ATTIVITÀ DA SVOLGERE:
(a) Nel testo sul film Papillon, chi è il regista del remake del 2017?
(b) Elenca tutti gli attori nominati nel testo sul film Papillon.

TESTO RIPORTATO:
Il remake della pellicola del 1973 ci ricorda che poco o nulla è cambiato nelle prigioni di tutto il mondo.

Disponibile su Prime Video, Papillon è un film del 2017 diretto da Michael Noer. La pellicola è un remake del film Papillon diretto da Franklin Schaffner nel 1973.

La storia trae origine dall’autobiografia di Henri Charrière sulla sua prigionia e le ripetute fughe dalla colonia penale dell’Isola del Diavolo, la più piccola e la più settentrionale delle Île du Salut, di cui fanno parte l’Île Royale e Île Saint-Joseph, al largo della costa della Guyana francese.

Protagonisti del film sono Charlie Hunnam e Rami Malek, che interpretano i ruoli che nel 1973 furono interpretati da Steve McQueen e Dustin Hoffman.

LA TRAMA DI “PAPILLON”

Nella Parigi degli Anni Trenta il venticinquenne Henri Charrière, 25 anni, soprannominato “Papillon”, viene condannato all’ergastolo per un omicidio che non ha mai commesso.

Al condannato toccano i lavori forzati nella peggiore colonia carceraria.

Già durante il viaggio verso la prigione, Charrière trova un alleato nel ricco falsario Louis Dega, che, in cambio della sua protezione, accetta di finanziare la fuga di Papillon.

Tra i due uomini nasce un profondo e duraturo legame d’amicizia, che dà speranza ad entrambi durante la crudele prigionia.

Intenzionato a riconquistare la libertà, Papillon progetta una prima fuga da solo, venendo subito catturato e messo in isolamento per 2 anni in condizioni disumane.

Dega cerca di aiutarlo facendo trovare, per qualche tempo, mezza noce di cocco nel secchio dell’acqua di Papillon, corrompendo i prigionieri dediti al cibo dei detenuti in isolamento.

VOCI ESTRATTE:
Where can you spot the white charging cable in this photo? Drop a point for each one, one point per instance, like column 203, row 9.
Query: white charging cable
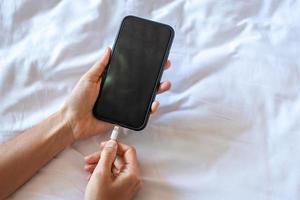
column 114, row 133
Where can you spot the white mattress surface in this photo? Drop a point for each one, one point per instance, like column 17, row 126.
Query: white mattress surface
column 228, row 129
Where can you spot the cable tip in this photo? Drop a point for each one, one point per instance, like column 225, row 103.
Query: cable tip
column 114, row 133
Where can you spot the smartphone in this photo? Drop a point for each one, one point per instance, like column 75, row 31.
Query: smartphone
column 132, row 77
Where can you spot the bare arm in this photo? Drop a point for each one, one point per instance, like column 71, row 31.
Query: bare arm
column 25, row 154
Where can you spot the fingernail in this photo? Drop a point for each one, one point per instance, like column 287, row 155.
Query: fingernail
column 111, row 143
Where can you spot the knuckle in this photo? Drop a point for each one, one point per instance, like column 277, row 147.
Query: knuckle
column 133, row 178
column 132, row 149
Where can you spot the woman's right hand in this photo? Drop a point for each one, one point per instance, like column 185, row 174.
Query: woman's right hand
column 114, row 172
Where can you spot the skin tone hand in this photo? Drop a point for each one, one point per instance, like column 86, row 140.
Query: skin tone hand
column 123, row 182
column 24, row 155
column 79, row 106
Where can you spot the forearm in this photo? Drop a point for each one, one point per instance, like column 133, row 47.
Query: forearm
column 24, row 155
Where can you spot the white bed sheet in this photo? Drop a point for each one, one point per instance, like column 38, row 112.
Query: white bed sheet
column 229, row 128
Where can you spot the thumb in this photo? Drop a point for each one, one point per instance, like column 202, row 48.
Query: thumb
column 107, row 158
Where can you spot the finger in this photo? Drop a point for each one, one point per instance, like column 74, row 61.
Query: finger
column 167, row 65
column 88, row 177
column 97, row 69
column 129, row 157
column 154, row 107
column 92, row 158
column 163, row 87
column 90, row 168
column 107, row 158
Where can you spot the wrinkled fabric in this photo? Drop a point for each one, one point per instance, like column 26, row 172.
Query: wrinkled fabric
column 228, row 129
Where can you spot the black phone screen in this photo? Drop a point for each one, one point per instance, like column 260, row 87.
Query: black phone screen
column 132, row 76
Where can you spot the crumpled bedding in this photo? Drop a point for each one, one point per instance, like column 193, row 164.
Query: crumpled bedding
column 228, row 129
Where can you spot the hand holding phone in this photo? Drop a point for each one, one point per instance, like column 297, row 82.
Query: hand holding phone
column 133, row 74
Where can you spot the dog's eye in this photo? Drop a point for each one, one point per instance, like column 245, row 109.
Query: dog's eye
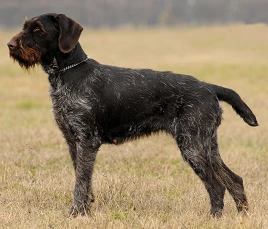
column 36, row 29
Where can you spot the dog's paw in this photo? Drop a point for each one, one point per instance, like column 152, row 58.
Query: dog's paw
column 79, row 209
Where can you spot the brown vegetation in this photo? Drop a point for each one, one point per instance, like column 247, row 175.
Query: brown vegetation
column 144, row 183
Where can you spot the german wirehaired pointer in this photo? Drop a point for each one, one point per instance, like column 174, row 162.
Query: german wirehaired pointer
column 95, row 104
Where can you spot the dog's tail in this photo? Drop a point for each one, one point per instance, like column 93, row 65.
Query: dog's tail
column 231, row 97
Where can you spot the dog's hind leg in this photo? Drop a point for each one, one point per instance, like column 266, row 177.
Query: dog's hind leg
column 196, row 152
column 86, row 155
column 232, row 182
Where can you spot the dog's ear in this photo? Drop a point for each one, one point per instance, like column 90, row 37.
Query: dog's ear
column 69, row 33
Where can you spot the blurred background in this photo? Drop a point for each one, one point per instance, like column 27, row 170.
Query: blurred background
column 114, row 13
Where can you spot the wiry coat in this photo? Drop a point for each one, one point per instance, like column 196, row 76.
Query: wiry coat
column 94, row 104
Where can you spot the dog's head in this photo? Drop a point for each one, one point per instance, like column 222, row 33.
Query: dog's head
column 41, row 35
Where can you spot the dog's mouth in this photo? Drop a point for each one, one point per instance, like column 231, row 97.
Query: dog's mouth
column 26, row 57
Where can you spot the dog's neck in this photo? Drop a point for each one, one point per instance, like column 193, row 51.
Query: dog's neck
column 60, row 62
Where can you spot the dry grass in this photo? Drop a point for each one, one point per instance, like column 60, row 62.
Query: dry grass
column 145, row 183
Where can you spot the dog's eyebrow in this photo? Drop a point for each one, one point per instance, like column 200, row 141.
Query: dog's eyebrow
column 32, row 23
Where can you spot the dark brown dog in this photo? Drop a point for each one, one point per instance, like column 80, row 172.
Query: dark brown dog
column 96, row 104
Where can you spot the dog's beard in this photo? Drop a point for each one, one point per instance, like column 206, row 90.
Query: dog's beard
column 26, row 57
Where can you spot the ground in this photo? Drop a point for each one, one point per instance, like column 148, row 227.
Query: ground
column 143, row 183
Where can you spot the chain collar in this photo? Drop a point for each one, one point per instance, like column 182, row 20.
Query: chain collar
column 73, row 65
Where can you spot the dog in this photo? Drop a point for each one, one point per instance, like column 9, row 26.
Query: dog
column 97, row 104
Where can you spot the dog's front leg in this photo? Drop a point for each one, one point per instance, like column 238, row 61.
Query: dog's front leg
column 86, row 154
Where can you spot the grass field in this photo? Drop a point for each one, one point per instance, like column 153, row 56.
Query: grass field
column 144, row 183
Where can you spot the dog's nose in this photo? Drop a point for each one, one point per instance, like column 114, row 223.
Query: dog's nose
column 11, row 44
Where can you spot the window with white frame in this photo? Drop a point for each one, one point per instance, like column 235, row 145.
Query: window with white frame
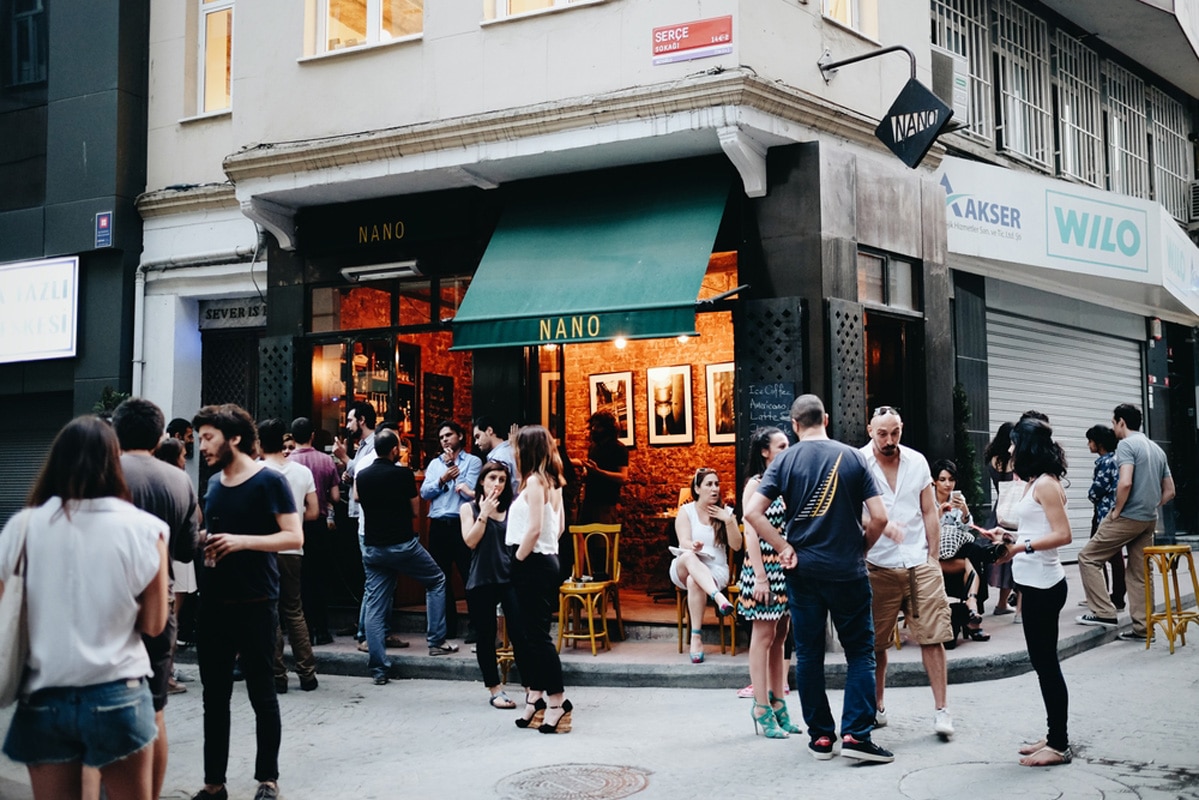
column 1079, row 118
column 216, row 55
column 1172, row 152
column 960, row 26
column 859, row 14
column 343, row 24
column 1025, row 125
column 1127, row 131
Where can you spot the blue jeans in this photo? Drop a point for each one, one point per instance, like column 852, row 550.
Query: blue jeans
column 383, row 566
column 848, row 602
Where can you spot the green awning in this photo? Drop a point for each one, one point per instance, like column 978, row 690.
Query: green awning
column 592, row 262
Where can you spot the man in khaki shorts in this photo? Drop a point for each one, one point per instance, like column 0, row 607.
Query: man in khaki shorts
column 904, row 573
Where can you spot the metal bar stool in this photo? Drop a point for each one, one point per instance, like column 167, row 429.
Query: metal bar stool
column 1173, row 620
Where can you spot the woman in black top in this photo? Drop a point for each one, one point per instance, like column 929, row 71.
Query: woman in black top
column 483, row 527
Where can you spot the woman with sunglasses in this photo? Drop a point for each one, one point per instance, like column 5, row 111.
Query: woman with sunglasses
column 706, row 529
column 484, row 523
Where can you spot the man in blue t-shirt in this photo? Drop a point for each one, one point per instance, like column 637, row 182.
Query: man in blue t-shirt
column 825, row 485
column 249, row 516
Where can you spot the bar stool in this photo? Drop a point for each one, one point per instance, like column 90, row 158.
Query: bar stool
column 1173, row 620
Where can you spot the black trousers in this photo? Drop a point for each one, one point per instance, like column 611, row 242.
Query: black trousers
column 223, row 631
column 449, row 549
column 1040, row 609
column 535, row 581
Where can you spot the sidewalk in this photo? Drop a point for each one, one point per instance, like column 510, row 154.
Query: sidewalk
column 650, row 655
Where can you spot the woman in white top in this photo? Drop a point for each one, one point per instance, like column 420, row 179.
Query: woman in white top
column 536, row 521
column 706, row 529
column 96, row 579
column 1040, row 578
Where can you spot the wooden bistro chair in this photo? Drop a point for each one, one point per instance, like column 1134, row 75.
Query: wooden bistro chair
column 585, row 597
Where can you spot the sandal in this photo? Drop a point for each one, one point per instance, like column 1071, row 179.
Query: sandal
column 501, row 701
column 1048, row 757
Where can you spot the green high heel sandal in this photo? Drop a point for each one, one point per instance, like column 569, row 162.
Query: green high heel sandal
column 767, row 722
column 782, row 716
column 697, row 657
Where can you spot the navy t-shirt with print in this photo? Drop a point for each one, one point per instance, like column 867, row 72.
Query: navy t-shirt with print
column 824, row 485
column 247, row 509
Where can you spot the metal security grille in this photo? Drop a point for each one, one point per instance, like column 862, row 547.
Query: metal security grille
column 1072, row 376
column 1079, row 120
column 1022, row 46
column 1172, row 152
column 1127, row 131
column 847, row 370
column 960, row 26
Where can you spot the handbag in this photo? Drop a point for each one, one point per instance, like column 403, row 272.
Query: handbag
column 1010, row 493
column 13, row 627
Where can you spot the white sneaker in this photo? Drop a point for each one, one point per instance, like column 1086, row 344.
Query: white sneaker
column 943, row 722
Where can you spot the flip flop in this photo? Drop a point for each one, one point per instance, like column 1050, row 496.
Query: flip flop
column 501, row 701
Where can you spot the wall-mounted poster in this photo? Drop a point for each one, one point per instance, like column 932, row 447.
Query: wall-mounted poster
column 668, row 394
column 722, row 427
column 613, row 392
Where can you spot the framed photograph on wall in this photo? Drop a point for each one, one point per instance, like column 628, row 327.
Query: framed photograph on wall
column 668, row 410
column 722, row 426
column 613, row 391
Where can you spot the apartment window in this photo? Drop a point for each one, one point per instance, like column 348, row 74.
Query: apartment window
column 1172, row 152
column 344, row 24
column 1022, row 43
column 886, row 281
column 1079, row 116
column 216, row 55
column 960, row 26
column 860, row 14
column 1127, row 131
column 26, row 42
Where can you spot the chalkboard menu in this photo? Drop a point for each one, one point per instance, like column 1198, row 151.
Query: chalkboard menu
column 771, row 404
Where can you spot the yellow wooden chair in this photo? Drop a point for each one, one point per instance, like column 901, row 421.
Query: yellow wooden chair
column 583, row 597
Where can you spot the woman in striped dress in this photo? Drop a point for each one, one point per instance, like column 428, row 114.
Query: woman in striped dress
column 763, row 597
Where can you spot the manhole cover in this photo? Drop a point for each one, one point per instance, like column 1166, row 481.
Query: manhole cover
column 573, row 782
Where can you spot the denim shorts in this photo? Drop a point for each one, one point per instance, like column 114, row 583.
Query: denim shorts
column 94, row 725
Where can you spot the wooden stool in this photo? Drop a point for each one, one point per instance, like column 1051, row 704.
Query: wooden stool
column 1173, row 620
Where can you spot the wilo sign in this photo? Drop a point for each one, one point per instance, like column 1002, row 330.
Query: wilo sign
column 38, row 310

RISPOSTE:
(a) Michael Noer.

(b) Charlie Hunnam, Rami Malek, Steve McQueen, Dustin Hoffman